[Opening Material for this exercise section]

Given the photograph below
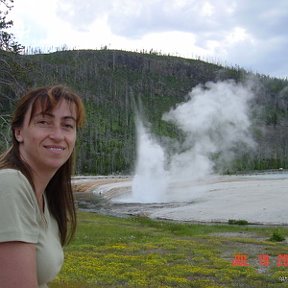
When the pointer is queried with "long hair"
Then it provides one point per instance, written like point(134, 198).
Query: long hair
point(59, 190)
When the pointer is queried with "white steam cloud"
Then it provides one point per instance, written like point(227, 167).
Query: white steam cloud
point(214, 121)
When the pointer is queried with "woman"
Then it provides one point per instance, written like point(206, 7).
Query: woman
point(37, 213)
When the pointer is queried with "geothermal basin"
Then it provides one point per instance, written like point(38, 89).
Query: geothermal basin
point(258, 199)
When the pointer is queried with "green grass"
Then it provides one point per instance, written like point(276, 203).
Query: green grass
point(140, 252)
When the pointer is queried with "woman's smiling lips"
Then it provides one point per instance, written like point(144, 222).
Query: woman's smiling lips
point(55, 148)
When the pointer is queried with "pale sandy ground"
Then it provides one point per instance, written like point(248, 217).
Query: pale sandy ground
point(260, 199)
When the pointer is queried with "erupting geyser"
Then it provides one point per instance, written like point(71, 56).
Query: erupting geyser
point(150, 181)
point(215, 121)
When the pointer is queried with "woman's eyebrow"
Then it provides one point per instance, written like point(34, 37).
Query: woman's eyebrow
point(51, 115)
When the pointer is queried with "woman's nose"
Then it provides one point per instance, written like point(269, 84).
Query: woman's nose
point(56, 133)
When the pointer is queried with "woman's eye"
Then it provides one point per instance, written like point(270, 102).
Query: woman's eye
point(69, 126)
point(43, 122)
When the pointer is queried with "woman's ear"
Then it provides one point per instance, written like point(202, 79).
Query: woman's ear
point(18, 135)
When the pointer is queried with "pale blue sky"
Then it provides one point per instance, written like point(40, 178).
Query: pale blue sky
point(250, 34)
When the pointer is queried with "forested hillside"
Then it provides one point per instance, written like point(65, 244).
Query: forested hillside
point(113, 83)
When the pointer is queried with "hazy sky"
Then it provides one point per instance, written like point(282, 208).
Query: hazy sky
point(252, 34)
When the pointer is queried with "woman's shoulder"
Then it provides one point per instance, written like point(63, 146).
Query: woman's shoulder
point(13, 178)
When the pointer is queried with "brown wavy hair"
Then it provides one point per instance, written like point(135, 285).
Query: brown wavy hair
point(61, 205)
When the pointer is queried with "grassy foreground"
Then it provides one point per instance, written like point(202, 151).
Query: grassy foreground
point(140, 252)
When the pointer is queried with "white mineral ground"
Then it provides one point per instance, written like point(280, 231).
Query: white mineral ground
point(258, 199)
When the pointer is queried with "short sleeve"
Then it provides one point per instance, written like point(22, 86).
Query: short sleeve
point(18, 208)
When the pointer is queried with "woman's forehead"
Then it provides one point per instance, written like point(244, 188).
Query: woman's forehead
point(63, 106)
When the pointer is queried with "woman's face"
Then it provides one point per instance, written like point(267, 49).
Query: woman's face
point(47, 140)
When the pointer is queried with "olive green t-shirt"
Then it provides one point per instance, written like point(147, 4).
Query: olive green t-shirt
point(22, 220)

[Closing Material for this exercise section]

Problem description: What needs duplicating is the run of lines from the one containing "Query: woman's face" through the last line of the entries above, exact and complete.

Written response:
Query: woman's face
point(47, 140)
When the pointer is queried with "olive green t-shirt"
Then it provides one point per instance, written like point(147, 4).
Query: olive green t-shirt
point(22, 220)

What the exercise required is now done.